> _PROBLEM REQUIREMENTS_: In your copy, leave out the pictures; write out all the data exactly.

··· ENTRIES SUPPLIED ···

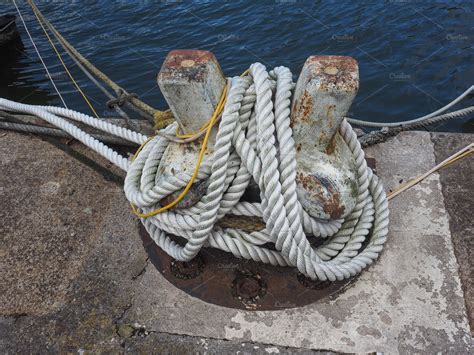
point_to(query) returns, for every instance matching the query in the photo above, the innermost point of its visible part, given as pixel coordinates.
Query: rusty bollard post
(326, 174)
(192, 83)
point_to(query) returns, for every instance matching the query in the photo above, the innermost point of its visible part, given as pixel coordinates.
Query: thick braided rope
(254, 141)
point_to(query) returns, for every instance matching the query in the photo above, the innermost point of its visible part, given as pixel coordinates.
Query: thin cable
(416, 120)
(39, 55)
(456, 156)
(65, 66)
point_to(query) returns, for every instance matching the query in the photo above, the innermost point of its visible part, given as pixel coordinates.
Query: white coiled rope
(254, 141)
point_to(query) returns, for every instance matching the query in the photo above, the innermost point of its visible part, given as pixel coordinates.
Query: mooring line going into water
(157, 117)
(39, 55)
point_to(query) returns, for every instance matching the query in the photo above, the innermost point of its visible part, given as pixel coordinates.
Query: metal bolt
(186, 270)
(248, 286)
(313, 284)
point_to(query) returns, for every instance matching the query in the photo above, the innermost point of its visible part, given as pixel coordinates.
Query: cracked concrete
(77, 277)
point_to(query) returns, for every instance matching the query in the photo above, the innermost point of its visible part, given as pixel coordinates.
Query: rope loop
(254, 142)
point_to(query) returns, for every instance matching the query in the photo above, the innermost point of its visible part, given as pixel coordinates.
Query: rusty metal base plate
(217, 277)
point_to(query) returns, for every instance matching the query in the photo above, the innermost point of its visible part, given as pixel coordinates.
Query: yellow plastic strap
(208, 126)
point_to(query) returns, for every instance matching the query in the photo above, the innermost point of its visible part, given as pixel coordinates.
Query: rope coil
(254, 141)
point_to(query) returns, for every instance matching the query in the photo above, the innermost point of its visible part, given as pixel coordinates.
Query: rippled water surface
(414, 56)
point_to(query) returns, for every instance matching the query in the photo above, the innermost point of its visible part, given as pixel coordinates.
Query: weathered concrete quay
(75, 276)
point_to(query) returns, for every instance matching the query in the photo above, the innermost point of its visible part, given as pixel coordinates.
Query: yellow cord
(208, 126)
(64, 64)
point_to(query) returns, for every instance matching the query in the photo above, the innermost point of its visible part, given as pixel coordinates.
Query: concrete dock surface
(76, 278)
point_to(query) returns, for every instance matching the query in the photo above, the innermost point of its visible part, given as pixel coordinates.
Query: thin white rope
(39, 55)
(254, 141)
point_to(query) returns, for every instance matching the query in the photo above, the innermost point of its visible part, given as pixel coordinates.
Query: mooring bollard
(326, 174)
(192, 83)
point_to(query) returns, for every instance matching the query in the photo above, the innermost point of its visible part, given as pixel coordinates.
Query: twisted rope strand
(254, 142)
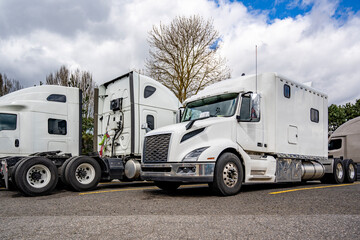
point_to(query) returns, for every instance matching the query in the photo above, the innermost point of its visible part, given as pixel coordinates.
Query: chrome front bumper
(178, 172)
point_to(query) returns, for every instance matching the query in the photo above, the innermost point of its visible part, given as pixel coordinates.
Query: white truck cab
(253, 129)
(40, 119)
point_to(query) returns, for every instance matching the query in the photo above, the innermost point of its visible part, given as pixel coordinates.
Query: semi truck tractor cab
(254, 129)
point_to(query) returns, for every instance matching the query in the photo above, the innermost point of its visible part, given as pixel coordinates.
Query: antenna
(256, 67)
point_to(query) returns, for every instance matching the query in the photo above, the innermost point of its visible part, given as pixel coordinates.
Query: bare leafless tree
(184, 55)
(8, 85)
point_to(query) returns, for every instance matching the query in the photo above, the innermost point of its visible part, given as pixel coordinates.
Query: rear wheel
(83, 173)
(167, 186)
(339, 171)
(228, 175)
(350, 171)
(36, 176)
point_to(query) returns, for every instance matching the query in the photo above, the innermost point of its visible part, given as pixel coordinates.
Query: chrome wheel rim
(230, 174)
(38, 176)
(351, 171)
(339, 171)
(85, 173)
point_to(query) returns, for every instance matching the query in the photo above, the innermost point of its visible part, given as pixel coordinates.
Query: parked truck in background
(253, 129)
(344, 143)
(40, 133)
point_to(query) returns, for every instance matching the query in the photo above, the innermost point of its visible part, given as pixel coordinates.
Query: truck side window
(287, 91)
(250, 108)
(7, 121)
(335, 144)
(149, 90)
(314, 115)
(57, 126)
(245, 109)
(56, 98)
(150, 120)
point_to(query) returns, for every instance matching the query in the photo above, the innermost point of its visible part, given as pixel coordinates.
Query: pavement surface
(139, 210)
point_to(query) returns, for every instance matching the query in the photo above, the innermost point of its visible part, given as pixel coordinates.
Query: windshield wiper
(189, 125)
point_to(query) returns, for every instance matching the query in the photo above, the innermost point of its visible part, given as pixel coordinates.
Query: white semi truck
(344, 143)
(253, 129)
(40, 133)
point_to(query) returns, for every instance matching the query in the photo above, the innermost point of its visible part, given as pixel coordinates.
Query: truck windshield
(7, 121)
(217, 106)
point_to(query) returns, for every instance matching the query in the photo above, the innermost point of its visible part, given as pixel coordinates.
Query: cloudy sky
(306, 40)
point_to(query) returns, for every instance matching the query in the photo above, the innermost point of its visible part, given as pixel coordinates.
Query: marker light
(194, 155)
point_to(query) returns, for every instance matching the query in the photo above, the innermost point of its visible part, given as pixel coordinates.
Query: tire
(36, 176)
(350, 171)
(12, 175)
(83, 173)
(338, 174)
(228, 175)
(168, 186)
(63, 170)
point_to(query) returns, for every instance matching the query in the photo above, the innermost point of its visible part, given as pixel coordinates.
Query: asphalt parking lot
(140, 210)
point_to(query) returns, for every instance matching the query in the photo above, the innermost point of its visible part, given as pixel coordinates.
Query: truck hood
(180, 128)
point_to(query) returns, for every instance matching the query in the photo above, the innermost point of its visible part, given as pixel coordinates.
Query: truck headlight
(194, 155)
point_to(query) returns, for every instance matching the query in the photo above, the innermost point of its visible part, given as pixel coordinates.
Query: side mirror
(179, 114)
(145, 127)
(250, 108)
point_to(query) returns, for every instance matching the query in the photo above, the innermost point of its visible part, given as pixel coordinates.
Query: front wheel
(36, 176)
(350, 171)
(83, 173)
(338, 174)
(228, 175)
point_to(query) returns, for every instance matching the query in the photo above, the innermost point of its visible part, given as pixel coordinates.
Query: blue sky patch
(280, 9)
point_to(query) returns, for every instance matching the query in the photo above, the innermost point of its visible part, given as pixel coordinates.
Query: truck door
(9, 134)
(250, 131)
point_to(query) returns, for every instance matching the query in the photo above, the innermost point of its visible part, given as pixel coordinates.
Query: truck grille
(156, 148)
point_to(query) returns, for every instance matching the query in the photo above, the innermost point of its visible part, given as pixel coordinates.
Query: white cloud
(315, 47)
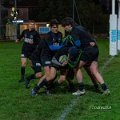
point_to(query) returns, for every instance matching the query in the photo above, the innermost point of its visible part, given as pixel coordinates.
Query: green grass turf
(17, 104)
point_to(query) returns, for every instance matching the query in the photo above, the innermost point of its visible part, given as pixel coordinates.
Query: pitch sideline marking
(74, 102)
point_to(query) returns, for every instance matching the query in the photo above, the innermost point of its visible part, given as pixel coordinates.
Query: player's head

···

> _ANSWER TO THE PROBLEM_:
point_to(query) returns, for every instance matching the query in the photo above, the innermost point of its visible part, given as pixel coordinates.
Query: rusty bollard post
(326, 174)
(192, 83)
point_to(query) returns, for every instance matching the query in the photo above, the innermost point of its visible part, given as pixel coordinates.
Query: thick braided rope
(254, 141)
point_to(query) returns, for every instance matching the query in the photo above, the innermost point of its visible part, given as pixel coordinates.
Query: thin cable
(416, 120)
(39, 55)
(456, 156)
(65, 66)
point_to(query) returns, for every instance matching the query in the photo above, the innermost point of its visible part, given as pixel coordinates.
Query: white coiled rope
(254, 141)
point_to(query) returns, for every instance matching the query in the photo above, the innermost point of its visible part, given as pixel coordinates.
Query: mooring line going into water
(157, 117)
(39, 55)
point_to(query) returns, for every instance matching the query in the photo above, the innermost point of its visible part, given as pixel coordinates.
Query: metal bolt
(186, 270)
(248, 286)
(313, 284)
point_to(query) returns, for every instance matching the query in the photo above, the innermost point of its visible part, given as pixel coordinates.
Query: cracked concrete
(77, 277)
point_to(query) returns, for every instance matching the query in the photo above, the innermost point of its visible part, given as pixel coordinates.
Query: rope loop
(254, 142)
point_to(query) returns, for every instance matching the query in the photo above, the innermost point of its visible part, given as pixel coordinates.
Query: rusty metal base plate
(217, 277)
point_to(query) returns, for every instance matching the query in the photo above, the innermost point of its visible part, given as pixel coordinates.
Query: yellow plastic strap
(208, 126)
point_to(query) returns, for every instance matching the query in the photo above, the innermost point of its visible part, given as pixel coordinates.
Query: rope coil
(254, 141)
point_to(query) returns, for every instance matching the query in the photo above, the innermost point of its visible part, given as pixel coordinates.
Query: rippled water surface
(414, 56)
point_to(query) returns, for every instance matching the query in the photo above, the innermost point of its visible part, given as pixel coordinates.
Query: weathered concrete quay
(75, 276)
point_to(query) returns, for every instance matching the query in the photo above, the innermost point of its visible part, given as pixel coordinates.
Query: yellow cord
(208, 126)
(64, 64)
point_to(query) returns, for every instance matching the query in the photo above, the innermost point of its visible part, given as pixel coordinates.
Query: concrete dock surface
(76, 278)
point_to(query) returns, for every instance matching the query in the photo above, the innermost point of its visible part, given as pixel coordinates.
Query: thin white rope
(39, 55)
(254, 141)
point_to(query) returns, for every instance matching the query in the photo above, the innermost point of its visible part, given as pixel coordinates.
Query: mooring bollard
(326, 174)
(192, 83)
point_to(query) returns, for every instance matching the query in the photo above, the innermost point of its visible part, given as pixel coordinates.
Query: twisted rope strand
(254, 142)
point_to(query) returns, for every instance matching the query in the photo above, the innermost point of its visible part, given as pixel coordinates.
Query: chrome front bumper
(178, 172)
point_to(query) returns, for every instance matching the query in the photo above, the innermost point of its visible part, given as pixel coordinates.
Query: white truck cab
(253, 129)
(40, 119)
point_to(query) returns, for every instance matching the query in the photo above, the innermost point of its visible part, given as pixel coordinates.
Query: semi truck tractor cab
(254, 129)
point_to(query) returns, for every instance matching the query in the photo above, the innermost point of its visible part, given as pixel coordinates.
Query: antenna
(256, 67)
point_to(query) returns, for every instance matching the query in the photo above, the innermost point of its visible part, given as pixel coordinates.
Query: bare leafless tree
(184, 55)
(8, 85)
point_to(query) returns, for every instance matching the query in the photo above, the innermost point of its visible part, given as pixel coordinates.
Query: rear wheel
(83, 173)
(167, 186)
(339, 171)
(228, 175)
(350, 171)
(36, 176)
point_to(query) returns, for every instance matching the query in the photo above, the innermost point of its visible part, given as pixel coordinates.
Query: chrome wheel rim
(230, 174)
(38, 176)
(351, 171)
(339, 171)
(85, 173)
point_to(query) returns, for every instance matching the query in the photo above, the innermost point of its visible part, given as pixel coordinates.
Query: parked truck in background
(253, 129)
(344, 143)
(40, 133)
point_to(query) returns, for every instance matching the query in the photo above, the innermost point of its visible part, given as pixel coordinates.
Query: truck side window
(287, 91)
(250, 108)
(7, 121)
(335, 144)
(149, 90)
(314, 115)
(57, 126)
(245, 109)
(56, 98)
(150, 120)
point_to(query) returns, for every instance matching the query in the photo above, the innermost point of its visible part, given as pixel coordinates.
Query: pavement surface
(139, 210)
point_to(query) returns, for every instance matching the query in the photo above, the innermost point of its visible part, given as pixel coordinates.
Query: windshield wiper
(189, 125)
point_to(query) returns, for every instance matching the query in the photo above, the innermost point of its visible part, given as pixel coordinates.
Query: white semi truck
(344, 143)
(253, 129)
(40, 133)
point_to(query) returns, for every instance matching the query in the photo above, the innermost point of its visible part, given as pixel coordinates.
Query: truck windshield
(7, 121)
(217, 106)
point_to(query) returns, for every instance matching the query in the photo above, the innermost point of its visible part, given as pixel coordinates.
Query: cloudy sky
(306, 40)
point_to(query) returns, for every instance matching the query in the photo above, the innermost point of its visible part, given as pixel coordinates.
Query: marker light
(194, 155)
point_to(query) returns, for every instance matching the query in the photo above, the innermost point of its visible part, given as pixel coordinates.
Query: tire
(36, 176)
(350, 171)
(12, 175)
(83, 173)
(338, 174)
(228, 175)
(168, 186)
(63, 170)
point_to(query) returns, for every instance matching the query in the photo above, the innermost point of its visible part, given as pixel coordinates.
Query: asphalt parking lot
(140, 210)
point_to(query) returns, for every instance matching the query in the photo above, the innermost point of its visible part, given as pixel coordinates.
Query: truck hood
(180, 128)
point_to(query) returns, for every instance matching the query in the photo above, the innermost point of its visible part, given as pixel coordinates.
Query: truck headlight
(194, 155)
point_to(query) returns, for every instance matching the query in the photo above, the innermost point of its visible part, given as pixel coordinates.
Query: side mirror
(179, 114)
(145, 127)
(250, 108)
point_to(query) returns, for every instance matching the query in the photo above, the innermost point of its visible part, given as pixel coordinates.
Query: front wheel
(36, 176)
(350, 171)
(83, 173)
(338, 174)
(228, 175)
point_to(query) returns, for every instance matching the query in the photo above, the innermost point of its visible part, given as pixel coordinates.
Query: blue sky patch
(280, 9)
point_to(query) returns, for every instance matching the query in the photo above, the innermost point of its visible part, given as pixel coordinates.
Query: truck door
(9, 134)
(250, 131)
point_to(query) returns, for every instance matching the query in the photo above, the innermost point of its visible part, given as pixel coordinates.
Query: truck grille
(156, 148)
point_to(query) returns, for every instance matching the query in the photo above, the innermost point of its visible part, given as pixel coordinates.
Query: white cloud
(315, 47)
point_to(query) returns, for every instance matching the query in the photo above, the innermost point of its visible part, given as pixel coordinates.
Query: green grass turf
(17, 104)
point_to(query) returns, for every instance matching the query in the photo above, the innermost point of its visible part, given as pixel coordinates.
Query: pitch sideline marking
(74, 102)
point_to(query) returns, for every instance matching the query in the photo above, the innermost point of its visible part, given as pixel coordinates.
Query: player's head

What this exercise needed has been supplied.